=== MATERIAL SUPPLIED ===

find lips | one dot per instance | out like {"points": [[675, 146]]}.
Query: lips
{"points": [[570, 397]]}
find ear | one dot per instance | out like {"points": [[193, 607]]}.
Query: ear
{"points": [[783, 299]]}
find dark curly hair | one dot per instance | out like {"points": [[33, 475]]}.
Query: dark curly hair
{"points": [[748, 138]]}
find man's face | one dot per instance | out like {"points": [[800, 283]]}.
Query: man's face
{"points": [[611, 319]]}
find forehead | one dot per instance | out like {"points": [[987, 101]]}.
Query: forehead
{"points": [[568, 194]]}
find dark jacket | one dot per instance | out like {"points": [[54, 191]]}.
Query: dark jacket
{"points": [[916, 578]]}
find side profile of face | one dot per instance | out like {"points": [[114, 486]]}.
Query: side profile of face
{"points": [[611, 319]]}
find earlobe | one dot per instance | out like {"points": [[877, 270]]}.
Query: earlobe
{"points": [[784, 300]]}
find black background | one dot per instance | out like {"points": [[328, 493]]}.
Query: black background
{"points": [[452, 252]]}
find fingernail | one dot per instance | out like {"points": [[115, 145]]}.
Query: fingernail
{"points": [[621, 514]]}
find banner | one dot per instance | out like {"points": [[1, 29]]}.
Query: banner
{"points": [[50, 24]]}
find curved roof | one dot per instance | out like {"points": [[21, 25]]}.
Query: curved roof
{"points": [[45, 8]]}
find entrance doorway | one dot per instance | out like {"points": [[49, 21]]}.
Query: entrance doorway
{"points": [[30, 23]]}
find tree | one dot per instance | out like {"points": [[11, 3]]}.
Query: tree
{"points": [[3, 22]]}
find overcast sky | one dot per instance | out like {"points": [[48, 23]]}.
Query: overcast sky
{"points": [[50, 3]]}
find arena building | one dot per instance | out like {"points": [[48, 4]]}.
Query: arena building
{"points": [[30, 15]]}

===

*THE PROBLEM*: Each record, from first to last, should be returned verbatim.

*YOUR SOLUTION*:
find lips | one dot per instance | out like {"points": [[675, 146]]}.
Query: lips
{"points": [[570, 397]]}
find ear | one dot per instance | out like {"points": [[193, 607]]}.
Query: ear
{"points": [[783, 299]]}
find dark curly hair | one dot per instance | out like {"points": [[33, 475]]}.
Query: dark curly hair
{"points": [[748, 138]]}
find man's face | one dot per instance | out like {"points": [[800, 283]]}.
Query: man's face
{"points": [[611, 319]]}
find forehead | one dot per instance | out like {"points": [[987, 101]]}.
Query: forehead
{"points": [[568, 194]]}
find dark jacket | one dot per instance | out like {"points": [[54, 191]]}.
Query: dark jacket
{"points": [[916, 578]]}
find side profile of face | one dot per instance | out like {"points": [[114, 486]]}.
Query: side profile of face
{"points": [[611, 319]]}
find earlobe | one dot per instance | out like {"points": [[877, 270]]}.
Query: earlobe
{"points": [[784, 300]]}
find black background | one dot per instance | out like {"points": [[328, 493]]}.
Query: black background
{"points": [[452, 252]]}
find fingernail | one dot per instance | out like {"points": [[115, 145]]}.
Query: fingernail
{"points": [[621, 514]]}
find banner | one dot per instance | out like {"points": [[1, 29]]}.
Query: banner
{"points": [[50, 24]]}
find curved roof | one dot per instance | out like {"points": [[21, 25]]}.
Query: curved roof
{"points": [[45, 8]]}
find entrance doorway | one dot per instance | out like {"points": [[49, 21]]}.
Query: entrance doorway
{"points": [[30, 23]]}
find tree | one dot per instance | out like {"points": [[11, 3]]}.
Query: tree
{"points": [[3, 22]]}
find overcast sky | one dot per instance | out like {"points": [[48, 23]]}.
Query: overcast sky
{"points": [[50, 3]]}
find arena building | one dot per instance | out like {"points": [[48, 4]]}.
Query: arena building
{"points": [[30, 15]]}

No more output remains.